### TASK TO COMPLETE
Reproduce the stretch of the Kartarpur corridor article from "Only 59,000 people" through "a deserted look.", switching "check-posts" to "checkpoints".

### PASSAGE SHOWN
═══
A year on, uncertainty surrounds reopening of Kartarpur corridor
Uncertainly prevails over reopening of the Kartarpur corridor, which provides Indian pilgrims visa-free access to the last resting place of Sikhism founder Guru Nanak in Kartarpur, Pakistan, even as its closure in the wake of the coronavirus pandemic completed one year on Tuesday.
This despite the fact that members of the Sikh community have made scores of appeals to the Union government to reopen it so as to offer prayers at Gurdwara Darbar Sahib, located just 4 kilometers from the international border.
Dedicated to the 550th Parkash Gurpurb (birth anniversary) of Guru Nanak, the corridor was inaugurated by the Prime Ministers of India and Pakistan on November 9, 2019. The corridor remained operational for only four months before governments of both countries closed it to curb the virus spread. Even during those four months, several controversies cast shadow over it, and the turnout of pilgrims remained low.
Only 59,000 people used the corridor, even as India asked Pakistan to allow 5,000 pilgrims daily and 10,000 on special days.
Citing improvement in the pandemic situation, the Pakistan government first expressed its willingness to reopen the corridor on June 27 last. It then announced to reopen it on October 3, but India did not take a call. As a result, the integrated check-posts on both sides of the border continue to wear a deserted look.
Since the government has allowed opening of places of worship across the country, Sikh community leaders have made scores of appeals to the central government to reopen the corridor and lift the suspension, but to no avail.
═══
### DATASET CONTENT
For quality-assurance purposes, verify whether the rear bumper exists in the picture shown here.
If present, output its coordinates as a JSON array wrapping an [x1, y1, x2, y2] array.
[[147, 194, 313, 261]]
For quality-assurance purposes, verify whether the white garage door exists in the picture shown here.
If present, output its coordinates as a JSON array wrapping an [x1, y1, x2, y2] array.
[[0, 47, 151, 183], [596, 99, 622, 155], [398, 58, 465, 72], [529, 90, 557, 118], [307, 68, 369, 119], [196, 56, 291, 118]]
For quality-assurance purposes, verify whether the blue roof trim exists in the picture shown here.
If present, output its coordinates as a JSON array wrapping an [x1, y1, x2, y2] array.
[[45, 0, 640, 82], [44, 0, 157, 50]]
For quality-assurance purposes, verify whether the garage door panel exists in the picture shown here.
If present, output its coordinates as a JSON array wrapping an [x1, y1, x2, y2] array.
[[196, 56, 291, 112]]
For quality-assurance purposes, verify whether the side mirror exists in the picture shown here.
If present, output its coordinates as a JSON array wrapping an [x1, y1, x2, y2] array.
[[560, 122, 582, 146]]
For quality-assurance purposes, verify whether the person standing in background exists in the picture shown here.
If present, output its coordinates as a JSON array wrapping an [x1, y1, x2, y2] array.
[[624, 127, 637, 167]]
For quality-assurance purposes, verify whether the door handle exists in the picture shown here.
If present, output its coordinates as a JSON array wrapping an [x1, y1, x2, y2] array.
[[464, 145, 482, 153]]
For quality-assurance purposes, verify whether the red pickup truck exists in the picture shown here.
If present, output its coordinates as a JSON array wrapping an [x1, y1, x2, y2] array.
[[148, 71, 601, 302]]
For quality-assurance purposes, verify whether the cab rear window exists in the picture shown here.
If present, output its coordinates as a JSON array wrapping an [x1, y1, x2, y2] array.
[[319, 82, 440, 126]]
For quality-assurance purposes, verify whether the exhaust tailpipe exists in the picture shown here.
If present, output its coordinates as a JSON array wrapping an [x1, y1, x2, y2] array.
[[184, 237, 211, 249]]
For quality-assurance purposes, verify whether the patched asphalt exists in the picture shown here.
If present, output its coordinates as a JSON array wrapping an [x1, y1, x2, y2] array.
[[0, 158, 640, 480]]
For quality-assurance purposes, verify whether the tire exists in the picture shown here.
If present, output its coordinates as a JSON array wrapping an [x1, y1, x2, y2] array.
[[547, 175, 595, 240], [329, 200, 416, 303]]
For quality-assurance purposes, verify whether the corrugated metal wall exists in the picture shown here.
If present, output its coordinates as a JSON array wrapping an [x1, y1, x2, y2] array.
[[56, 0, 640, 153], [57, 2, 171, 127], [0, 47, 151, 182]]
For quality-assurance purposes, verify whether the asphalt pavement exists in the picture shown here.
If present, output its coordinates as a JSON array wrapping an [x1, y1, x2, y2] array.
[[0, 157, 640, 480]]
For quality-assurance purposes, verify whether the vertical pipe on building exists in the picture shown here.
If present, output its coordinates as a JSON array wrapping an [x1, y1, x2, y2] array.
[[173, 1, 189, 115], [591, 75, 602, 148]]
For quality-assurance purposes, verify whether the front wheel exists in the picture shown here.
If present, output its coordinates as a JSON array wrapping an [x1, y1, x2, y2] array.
═══
### ANSWER
Only 59,000 people used the corridor, even as India asked Pakistan to allow 5,000 pilgrims daily and 10,000 on special days.
Citing improvement in the pandemic situation, the Pakistan government first expressed its willingness to reopen the corridor on June 27 last. It then announced to reopen it on October 3, but India did not take a call. As a result, the integrated checkpoints on both sides of the border continue to wear a deserted look.